Region annotation entries

*****

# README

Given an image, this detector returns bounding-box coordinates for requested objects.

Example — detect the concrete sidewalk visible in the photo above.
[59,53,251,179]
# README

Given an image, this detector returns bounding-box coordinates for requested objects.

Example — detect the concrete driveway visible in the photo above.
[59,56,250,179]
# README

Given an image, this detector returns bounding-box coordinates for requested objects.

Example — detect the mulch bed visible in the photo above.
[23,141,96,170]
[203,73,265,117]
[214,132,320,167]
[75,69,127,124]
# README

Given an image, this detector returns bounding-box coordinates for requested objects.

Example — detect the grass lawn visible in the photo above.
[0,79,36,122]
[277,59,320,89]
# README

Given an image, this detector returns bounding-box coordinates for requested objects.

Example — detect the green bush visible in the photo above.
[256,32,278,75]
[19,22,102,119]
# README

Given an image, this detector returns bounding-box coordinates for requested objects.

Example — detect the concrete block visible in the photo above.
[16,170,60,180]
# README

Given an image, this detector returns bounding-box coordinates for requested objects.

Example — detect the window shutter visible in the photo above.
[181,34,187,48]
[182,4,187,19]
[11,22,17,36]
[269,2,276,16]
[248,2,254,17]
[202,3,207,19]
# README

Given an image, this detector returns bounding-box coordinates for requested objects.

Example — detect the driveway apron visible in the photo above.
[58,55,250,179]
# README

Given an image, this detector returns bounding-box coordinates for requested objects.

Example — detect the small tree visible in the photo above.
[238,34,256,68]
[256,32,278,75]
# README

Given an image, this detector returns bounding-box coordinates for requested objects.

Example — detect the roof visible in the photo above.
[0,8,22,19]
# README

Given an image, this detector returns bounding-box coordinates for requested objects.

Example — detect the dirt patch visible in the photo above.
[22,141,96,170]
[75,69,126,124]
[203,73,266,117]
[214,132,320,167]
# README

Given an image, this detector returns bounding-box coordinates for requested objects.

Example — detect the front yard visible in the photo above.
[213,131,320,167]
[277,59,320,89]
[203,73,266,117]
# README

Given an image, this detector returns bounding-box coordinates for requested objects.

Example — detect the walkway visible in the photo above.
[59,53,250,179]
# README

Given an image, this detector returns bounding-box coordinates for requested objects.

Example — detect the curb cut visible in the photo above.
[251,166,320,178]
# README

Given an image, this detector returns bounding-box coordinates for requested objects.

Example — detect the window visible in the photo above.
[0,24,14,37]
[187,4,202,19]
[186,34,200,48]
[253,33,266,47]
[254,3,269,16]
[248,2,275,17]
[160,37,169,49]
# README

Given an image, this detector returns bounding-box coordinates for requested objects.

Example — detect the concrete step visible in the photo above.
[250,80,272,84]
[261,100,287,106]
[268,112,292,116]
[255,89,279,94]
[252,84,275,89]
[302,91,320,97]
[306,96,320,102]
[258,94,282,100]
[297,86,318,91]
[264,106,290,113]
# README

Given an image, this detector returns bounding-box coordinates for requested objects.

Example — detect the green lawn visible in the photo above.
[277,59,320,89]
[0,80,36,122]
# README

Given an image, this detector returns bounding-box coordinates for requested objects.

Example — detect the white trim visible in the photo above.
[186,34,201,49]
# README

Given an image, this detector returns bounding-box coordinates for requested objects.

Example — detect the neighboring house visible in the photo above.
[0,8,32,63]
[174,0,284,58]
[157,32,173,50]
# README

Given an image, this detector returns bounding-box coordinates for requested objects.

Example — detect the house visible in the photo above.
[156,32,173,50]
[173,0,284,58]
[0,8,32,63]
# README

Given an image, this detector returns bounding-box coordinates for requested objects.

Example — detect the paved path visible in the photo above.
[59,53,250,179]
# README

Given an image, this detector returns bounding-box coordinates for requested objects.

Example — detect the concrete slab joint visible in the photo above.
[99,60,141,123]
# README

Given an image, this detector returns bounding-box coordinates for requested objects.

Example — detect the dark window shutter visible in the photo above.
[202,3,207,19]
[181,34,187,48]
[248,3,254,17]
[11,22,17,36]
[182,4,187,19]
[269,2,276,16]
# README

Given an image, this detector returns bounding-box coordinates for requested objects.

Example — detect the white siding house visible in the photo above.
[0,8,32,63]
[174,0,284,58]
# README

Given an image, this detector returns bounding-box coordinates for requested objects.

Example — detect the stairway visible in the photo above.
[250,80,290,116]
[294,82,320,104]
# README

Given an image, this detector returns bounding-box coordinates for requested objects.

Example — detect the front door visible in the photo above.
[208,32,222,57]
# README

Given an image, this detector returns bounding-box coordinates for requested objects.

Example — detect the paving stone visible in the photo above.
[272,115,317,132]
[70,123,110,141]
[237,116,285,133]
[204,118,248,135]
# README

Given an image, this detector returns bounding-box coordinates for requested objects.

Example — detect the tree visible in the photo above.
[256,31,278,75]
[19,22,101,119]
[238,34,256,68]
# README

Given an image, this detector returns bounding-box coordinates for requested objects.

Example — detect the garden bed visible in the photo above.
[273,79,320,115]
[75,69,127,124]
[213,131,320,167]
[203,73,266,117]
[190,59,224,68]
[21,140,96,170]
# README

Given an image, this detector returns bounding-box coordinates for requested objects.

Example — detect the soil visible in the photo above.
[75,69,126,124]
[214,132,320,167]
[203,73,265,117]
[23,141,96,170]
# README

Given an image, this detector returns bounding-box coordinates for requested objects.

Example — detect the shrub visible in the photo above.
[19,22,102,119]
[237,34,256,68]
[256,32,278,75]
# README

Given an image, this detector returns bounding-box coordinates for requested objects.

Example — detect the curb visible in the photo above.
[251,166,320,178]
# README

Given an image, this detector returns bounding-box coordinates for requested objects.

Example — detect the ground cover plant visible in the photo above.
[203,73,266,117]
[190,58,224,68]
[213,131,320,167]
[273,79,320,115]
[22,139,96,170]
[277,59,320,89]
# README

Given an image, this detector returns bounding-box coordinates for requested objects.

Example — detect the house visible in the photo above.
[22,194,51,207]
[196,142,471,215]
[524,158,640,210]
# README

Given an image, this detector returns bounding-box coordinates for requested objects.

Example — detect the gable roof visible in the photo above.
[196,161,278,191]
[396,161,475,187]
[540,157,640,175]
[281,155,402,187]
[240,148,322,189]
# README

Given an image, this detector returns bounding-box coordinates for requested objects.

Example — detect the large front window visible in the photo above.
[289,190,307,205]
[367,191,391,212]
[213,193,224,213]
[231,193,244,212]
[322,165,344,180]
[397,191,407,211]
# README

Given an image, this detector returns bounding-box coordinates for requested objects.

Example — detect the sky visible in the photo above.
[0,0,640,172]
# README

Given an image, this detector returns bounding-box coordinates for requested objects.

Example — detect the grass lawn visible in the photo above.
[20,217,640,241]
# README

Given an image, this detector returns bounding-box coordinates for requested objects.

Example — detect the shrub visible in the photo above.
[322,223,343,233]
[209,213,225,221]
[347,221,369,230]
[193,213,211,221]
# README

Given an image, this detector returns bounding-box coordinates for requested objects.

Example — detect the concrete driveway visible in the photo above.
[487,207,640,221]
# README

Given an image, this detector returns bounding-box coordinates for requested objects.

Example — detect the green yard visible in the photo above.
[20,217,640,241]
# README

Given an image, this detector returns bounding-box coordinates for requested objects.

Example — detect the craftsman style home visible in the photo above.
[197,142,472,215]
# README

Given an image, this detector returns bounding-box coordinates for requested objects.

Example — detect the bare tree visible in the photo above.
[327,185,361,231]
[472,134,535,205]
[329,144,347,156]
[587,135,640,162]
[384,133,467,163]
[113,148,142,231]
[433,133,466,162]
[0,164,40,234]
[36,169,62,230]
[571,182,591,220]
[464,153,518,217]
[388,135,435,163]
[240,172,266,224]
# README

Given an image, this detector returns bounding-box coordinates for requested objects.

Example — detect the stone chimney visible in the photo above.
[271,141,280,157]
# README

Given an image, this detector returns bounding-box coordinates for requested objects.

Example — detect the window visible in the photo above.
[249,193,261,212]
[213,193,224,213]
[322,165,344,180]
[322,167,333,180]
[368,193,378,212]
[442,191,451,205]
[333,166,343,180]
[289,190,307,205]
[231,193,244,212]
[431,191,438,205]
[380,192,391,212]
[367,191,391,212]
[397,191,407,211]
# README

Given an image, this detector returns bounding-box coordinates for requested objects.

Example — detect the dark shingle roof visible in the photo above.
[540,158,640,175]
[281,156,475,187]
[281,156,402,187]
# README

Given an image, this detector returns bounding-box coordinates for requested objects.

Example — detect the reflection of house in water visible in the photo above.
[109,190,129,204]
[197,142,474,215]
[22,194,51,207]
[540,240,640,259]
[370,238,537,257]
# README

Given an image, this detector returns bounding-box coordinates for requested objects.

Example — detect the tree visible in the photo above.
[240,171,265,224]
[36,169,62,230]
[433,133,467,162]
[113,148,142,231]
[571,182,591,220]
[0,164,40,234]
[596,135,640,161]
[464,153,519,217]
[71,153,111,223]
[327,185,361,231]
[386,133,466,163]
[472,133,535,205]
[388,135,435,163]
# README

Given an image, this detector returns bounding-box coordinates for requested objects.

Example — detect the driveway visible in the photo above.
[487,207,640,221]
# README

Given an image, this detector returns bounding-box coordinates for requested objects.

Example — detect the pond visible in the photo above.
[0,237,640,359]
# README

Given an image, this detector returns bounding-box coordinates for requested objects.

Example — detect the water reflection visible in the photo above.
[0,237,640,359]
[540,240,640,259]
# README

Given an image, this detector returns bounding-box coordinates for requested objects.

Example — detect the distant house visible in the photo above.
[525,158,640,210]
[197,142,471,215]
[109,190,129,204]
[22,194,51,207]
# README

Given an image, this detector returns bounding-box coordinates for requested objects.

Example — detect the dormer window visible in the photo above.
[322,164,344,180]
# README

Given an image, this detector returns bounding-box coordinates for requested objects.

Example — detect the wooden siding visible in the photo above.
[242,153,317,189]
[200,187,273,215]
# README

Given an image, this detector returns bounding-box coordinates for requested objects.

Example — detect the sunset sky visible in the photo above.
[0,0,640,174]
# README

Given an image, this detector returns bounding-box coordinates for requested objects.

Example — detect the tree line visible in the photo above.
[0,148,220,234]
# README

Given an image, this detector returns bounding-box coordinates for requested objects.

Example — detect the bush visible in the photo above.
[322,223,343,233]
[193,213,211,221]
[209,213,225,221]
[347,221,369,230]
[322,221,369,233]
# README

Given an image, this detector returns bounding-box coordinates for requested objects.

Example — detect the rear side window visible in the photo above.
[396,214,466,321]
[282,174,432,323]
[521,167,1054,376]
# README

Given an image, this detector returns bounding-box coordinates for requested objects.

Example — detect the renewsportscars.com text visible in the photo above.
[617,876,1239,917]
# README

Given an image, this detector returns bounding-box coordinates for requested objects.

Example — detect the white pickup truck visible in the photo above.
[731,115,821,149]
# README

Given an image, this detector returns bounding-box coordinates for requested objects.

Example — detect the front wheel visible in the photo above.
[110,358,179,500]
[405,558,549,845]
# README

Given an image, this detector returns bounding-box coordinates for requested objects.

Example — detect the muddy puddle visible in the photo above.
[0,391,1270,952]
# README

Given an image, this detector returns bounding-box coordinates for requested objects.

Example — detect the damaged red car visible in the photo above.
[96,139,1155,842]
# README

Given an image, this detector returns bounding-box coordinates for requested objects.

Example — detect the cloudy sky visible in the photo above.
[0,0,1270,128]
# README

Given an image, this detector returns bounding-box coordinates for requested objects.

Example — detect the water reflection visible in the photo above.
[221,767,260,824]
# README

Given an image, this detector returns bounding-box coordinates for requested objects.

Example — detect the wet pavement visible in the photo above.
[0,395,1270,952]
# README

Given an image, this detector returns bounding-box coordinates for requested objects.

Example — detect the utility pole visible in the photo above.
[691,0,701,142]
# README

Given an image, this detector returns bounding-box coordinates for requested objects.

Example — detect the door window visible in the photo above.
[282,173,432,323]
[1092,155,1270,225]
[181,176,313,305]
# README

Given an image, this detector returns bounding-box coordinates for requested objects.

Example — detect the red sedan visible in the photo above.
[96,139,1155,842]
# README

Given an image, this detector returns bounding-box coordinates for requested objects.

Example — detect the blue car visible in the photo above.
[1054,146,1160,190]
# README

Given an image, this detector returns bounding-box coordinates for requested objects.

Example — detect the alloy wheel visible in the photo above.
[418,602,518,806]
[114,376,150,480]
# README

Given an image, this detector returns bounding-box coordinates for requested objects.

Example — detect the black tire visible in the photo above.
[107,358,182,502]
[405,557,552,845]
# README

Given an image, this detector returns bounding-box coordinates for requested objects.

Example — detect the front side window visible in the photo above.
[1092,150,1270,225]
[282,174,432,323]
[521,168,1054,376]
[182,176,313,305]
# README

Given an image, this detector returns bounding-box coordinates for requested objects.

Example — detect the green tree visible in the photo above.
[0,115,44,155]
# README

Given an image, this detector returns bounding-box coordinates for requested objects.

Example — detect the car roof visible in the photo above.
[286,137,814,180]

*****

## GIVEN PROBLEM
Copy out everything from the start of the records down to the line containing "[58,55,250,179]", including that line.

## ANSWER TO THIS TASK
# README

Given an image, this detector returns bounding-box coordinates for requested objects.

Example — detect the concrete sidewalk visible in the photo above.
[59,53,251,179]
# README

Given an image, this detector returns bounding-box coordinates for requested objects.

Example — detect the concrete driveway visible in the photo above.
[59,56,250,179]
# README

Given an image, this detector returns bounding-box coordinates for requested objects.

Example — detect the mulch bed visible in the photo above.
[23,141,96,170]
[203,73,265,117]
[214,132,320,167]
[75,69,127,124]
# README

Given an image, this detector returns bounding-box coordinates for requested objects.

Example — detect the grass lawn visible in the photo above.
[0,79,36,122]
[277,59,320,89]
# README

Given an image, this detector returns bounding-box coordinates for requested objects.

Example — detect the green bush visible in the photo above.
[256,32,278,75]
[19,22,102,119]
# README

Given an image, this detector returns bounding-box coordinates for requested objects.

Example — detect the concrete block visible in the photo above.
[16,170,60,180]
# README

Given an image, this detector returns bounding-box coordinates for requested objects.

Example — detect the window shutter visible in the photo above.
[181,34,187,48]
[182,4,187,19]
[11,22,17,36]
[269,2,276,16]
[248,2,254,17]
[202,3,207,19]
# README

Given an image, this detector returns bounding-box coordinates for requested objects.

Example — detect the driveway apron visible in the photo above.
[58,55,250,179]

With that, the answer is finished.